- _TASK PROMPT_
Count the lines in the entries below that contain the word "wrist", matching case exactly, and give only the number.

- _SUPPLIED RECORDS_
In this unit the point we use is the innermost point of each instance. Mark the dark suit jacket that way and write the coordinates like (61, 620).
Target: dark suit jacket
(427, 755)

---

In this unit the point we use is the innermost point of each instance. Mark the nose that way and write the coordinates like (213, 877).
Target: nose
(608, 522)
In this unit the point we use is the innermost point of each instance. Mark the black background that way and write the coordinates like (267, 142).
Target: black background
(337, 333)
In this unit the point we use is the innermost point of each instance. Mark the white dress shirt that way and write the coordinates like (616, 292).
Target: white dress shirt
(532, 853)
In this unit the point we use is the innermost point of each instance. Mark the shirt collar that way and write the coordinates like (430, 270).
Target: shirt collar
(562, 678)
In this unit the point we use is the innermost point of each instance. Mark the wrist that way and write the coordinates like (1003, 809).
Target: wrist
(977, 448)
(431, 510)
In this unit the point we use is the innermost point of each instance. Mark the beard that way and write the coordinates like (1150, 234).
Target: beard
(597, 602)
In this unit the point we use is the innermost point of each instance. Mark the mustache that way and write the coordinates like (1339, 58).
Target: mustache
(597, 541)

* * *

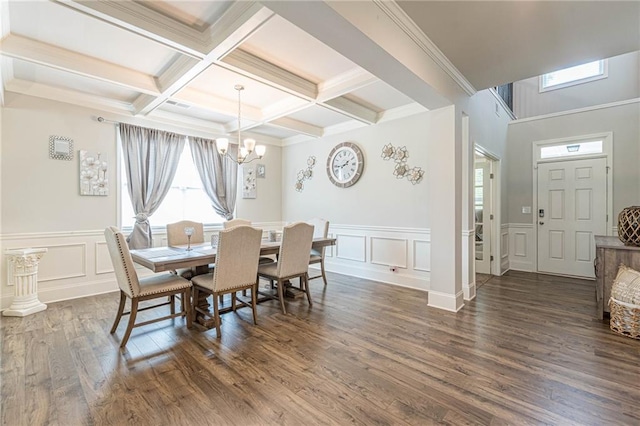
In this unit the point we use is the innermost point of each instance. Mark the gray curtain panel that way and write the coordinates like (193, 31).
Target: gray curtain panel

- _ANSWER IN FULL_
2